# [SUPPLIED MATERIAL]
* * *

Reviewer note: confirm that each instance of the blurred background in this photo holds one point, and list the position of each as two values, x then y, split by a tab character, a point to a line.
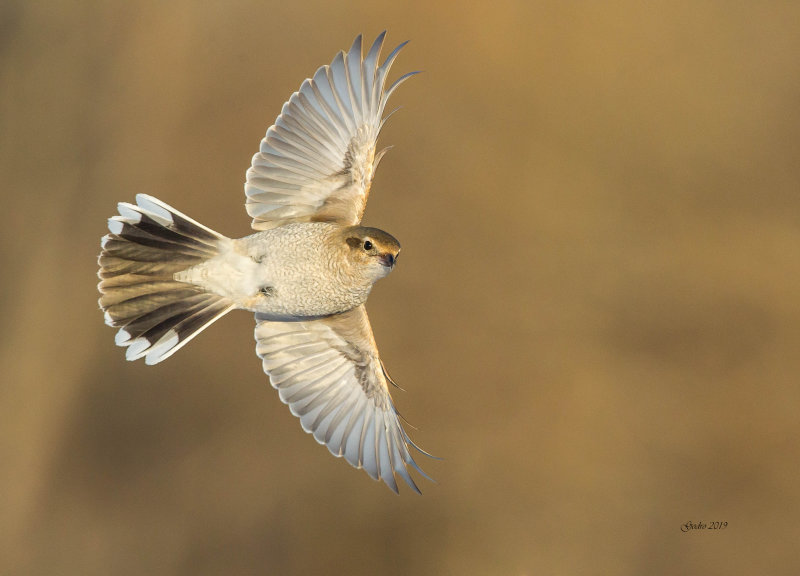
596	316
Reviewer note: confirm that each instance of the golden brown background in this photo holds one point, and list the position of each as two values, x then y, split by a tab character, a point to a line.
596	315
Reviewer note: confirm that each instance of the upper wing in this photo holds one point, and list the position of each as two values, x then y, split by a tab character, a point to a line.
329	373
317	161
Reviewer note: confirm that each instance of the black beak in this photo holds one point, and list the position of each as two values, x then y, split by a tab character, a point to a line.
388	260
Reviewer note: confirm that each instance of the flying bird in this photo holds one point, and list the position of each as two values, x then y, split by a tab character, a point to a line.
306	272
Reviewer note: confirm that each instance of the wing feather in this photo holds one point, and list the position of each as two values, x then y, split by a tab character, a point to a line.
316	163
329	373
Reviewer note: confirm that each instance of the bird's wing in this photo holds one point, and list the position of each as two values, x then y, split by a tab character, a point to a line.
317	161
329	373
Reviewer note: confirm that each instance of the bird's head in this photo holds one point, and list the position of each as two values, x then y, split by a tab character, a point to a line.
371	250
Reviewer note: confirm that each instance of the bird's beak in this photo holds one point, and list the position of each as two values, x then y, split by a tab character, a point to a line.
388	260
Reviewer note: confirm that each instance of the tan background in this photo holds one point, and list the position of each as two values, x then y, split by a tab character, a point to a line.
596	315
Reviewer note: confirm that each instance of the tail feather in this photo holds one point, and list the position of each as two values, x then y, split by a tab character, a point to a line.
149	243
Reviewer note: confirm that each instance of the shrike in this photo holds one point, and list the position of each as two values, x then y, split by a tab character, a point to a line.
306	272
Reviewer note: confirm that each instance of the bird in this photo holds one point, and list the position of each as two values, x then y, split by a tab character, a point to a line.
305	272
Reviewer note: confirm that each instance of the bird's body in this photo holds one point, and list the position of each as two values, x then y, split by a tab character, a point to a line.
296	270
306	272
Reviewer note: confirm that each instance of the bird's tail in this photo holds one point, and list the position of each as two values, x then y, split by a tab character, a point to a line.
148	244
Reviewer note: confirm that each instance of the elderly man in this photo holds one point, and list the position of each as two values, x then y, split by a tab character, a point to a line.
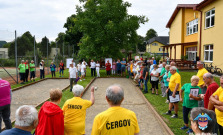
115	120
212	87
173	91
32	70
216	100
75	111
5	101
26	119
93	68
22	71
201	84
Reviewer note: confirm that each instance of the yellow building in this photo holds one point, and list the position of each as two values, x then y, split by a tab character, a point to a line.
155	45
183	25
210	34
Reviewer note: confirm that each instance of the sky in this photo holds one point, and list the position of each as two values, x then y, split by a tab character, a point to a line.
47	17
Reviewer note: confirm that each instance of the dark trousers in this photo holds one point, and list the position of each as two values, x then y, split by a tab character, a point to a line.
22	77
93	70
5	115
186	112
53	73
26	75
42	74
72	80
32	74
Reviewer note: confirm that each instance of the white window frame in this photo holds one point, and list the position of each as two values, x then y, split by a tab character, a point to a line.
209	17
209	50
190	26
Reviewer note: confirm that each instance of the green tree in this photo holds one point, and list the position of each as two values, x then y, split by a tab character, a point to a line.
107	28
43	46
150	34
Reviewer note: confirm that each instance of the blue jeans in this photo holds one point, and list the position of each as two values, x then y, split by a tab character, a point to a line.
145	84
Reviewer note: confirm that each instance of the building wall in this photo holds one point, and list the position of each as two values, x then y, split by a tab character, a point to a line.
4	53
213	35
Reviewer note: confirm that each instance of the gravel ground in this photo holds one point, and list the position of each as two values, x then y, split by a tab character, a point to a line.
148	123
35	94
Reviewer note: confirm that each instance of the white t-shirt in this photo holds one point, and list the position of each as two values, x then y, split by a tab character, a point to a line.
72	71
98	66
154	72
93	64
79	67
82	68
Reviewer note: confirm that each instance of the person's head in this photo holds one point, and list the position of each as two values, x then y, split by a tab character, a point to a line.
208	78
114	95
172	63
200	64
55	95
167	67
77	90
173	70
155	66
194	80
26	116
164	64
221	81
199	116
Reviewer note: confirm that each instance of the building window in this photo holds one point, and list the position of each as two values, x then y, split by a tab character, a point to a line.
208	53
192	27
209	18
154	44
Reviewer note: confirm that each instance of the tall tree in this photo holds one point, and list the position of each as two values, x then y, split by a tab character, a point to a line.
107	28
72	36
150	34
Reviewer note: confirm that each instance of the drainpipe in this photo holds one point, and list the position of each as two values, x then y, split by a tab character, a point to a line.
200	34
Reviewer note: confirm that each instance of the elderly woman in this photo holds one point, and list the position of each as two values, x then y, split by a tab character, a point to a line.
201	116
191	98
51	119
74	110
155	79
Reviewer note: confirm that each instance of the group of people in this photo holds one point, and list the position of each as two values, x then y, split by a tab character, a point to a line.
70	120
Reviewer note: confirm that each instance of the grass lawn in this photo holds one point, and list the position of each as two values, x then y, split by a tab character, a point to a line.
158	102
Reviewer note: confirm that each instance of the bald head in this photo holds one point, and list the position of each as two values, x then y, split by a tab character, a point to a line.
115	94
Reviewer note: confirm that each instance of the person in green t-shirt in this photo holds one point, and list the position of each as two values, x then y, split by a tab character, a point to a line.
22	71
191	98
32	71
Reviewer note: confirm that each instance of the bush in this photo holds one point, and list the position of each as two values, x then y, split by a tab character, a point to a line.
7	62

* * *

# [WHAT IS ASKED]
Please write out all of the material above without changing a word, and omit any pictures.

# [FINAL RESULT]
Reviewer note: confirm that each instance of the blurred background in this photo holds one point, and list the position of each as two values, x then y, split by a tab character, a point to a line.
596	316
Reviewer note: confirm that each instance of the golden brown background in this photo holds one point, and list the position of each as two values, x then y, split by a tab character, a point to a line.
596	315
Reviewer note: confirm that each instance of the upper wing in this photo holds one point, and list the position of each as two values, x then y, split by a tab character, a point to a line.
329	373
317	161
Reviewer note: confirm that each instance of the black beak in this photo holds one point, and list the position of each as two values, x then y, split by a tab character, a point to a line.
388	260
Reviewer note: confirm that each instance of the flying bird in this photo holds one point, and list the position of each as two values, x then y, split by a tab character, a point to a line.
306	272
Reviewer note: confirm that each instance of the wing feather in this photo holds one point, and list the position of each as two values, x then y, split by a tab character, a point to a line.
316	163
329	373
Reviewer note: confirm that each instance of the bird's wing in this photo holds one point, and list the position of each as two values, x then y, split by a tab character, a point to a line.
317	161
329	373
Reviewer note: confirm that each instance of the bird's head in this photo holds one point, and list the position of each as two values, x then y, split by a tab character, a point to a line.
371	250
Reviewer note: confirm that each instance of the bird's beak in this photo holds one point, and list the position of each as two values, x then y, split by a tab character, a point to a line.
388	260
Reviewer note: confirm that each instance of the tan background in this photo holds one point, and list the position of each as two values, x then y, split by a tab character, a point to a line.
596	315
Reviewer note: confirm that each instance of the tail feather in this photo holds one point, and list the position of each as two values, x then y, split by a tab character, a point to a line.
149	243
Reviewer note: confirm that each instance of the shrike in this photo holds one point, and list the position of each as two values, x then y, split by a tab character, a point to a line.
306	272
Reviewer note: confirm that each instance of the bird in this photo holds one point, and list the position of each as two values, x then y, split by a tab character, a point to a line.
305	272
Reviewer note: confirm that each instance of the bird's body in this photo holds one point, and list the position of each as two values, x then y, split by a tab character, a point to a line.
296	270
306	272
Reviewer note: confirm that each instance of the bird's tail in this photo holds one point, and list the position of each as two values, x then y, split by a tab character, a point to a line.
148	244
Reviewer note: confirm that each instance of the elderly man in this photo holds one point, and list the position of each as two values, x then y, split by a tab character, a point to a line.
115	120
212	87
173	91
32	70
216	100
75	111
5	101
26	119
93	68
22	71
201	84
Reviewer note: confirm that each instance of the yellow building in this photo holds one point, and list the position of each as two values, x then y, split by a tab character, a point to a line.
155	45
183	25
210	34
Reviewer note: confirm that each instance of the sky in this photo holds one point, and list the position of each as two values, x then y, split by a tab character, a point to a line.
47	17
Reviewer note: confirm that each instance of the dark trousers in this photo holds one point, and list the position of each as two values, x then y, split by a tab character, a point to a line.
22	77
93	70
5	115
186	112
53	73
26	75
42	74
72	80
32	74
Reviewer note: confirm that each instance of the white window frame in this photo holds one point, and list the position of each as two values, x then y, split by a tab character, a point to a line.
209	17
209	50
190	26
Reviewer note: confirm that each instance of the green tree in this photo holds one point, and list the position of each as two values, x then y, split by a tab character, a point to a line.
107	28
43	46
150	34
Reviewer note: confirm that each instance of the blue jeans in this photo holds one point, and list the position of each as two values, x then y, split by a tab character, a point to a line.
145	84
Reviewer note: confirm that each instance of the building wall in this photo holds one point, and list the position of each as two values, x then y, split by a tab character, a point to a line.
4	53
213	35
Reviewer note: confirm that each instance of the gravel ground in this photo holds one point, and list the position of each as two values, x then y, split by a tab character, a point to a line.
148	123
35	94
Reviewer note: confirm that each instance of the white t-shirt in this photo holds one point, and list the position of each as two values, x then y, split by a tab character, a point to a line.
72	71
98	66
154	72
93	64
79	67
82	68
Reviewer note: confirm that each instance of the person's head in this photo holds one point, and list the position of each as two values, x then y, split by a tab character, a point to a line.
208	78
114	95
172	63
200	64
55	95
167	67
77	90
173	70
155	66
194	80
26	116
164	64
221	81
199	116
Reviewer note: confirm that each instance of the building window in this photo holds one point, and list the position of each as two values, x then y, split by a tab character, a point to a line.
208	53
192	27
209	18
154	44
Reviewer note: confirm that each instance of the tall tree in this photo holds one point, and list the position of each as two values, x then y, split by a tab character, a point to a line.
107	28
72	36
150	34
Reviewer note: confirm that each instance of the drainpipe in this photo holds one point, and list the position of each as two values, x then y, split by a tab character, a point to a line.
200	34
Reviewer note: confirm that each instance of the elderly woman in this photo holds one point, and list the position of each as two values, x then y, split by a tab character, a point to a line.
201	116
191	98
51	119
74	110
155	79
Reviewer note: confirm that each instance of the group of people in this photo holds one point, and list the position of each as two values, x then y, split by a tab character, a point to a line.
70	120
Reviewer note: confirm that each instance of the grass lawn in this photo holds one point, and list the position of each as two values, x then y, split by a tab character, a point to a line.
158	102
Reviewer note: confirm that each instance of the bald head in this photo holds one point, and list the position of each as two values, x then y, split by a tab character, a point to a line.
115	94
Reviewer note: confirm that each instance of the person in green t-shirt in this photo holds one point, and list the position of each as two values, x then y, split by a tab character, a point to a line.
22	71
191	98
32	71
Reviewer note: confirm that each instance of the bush in this photo holds one point, and list the position of each as two values, x then y, split by a tab character, a point to a line.
7	62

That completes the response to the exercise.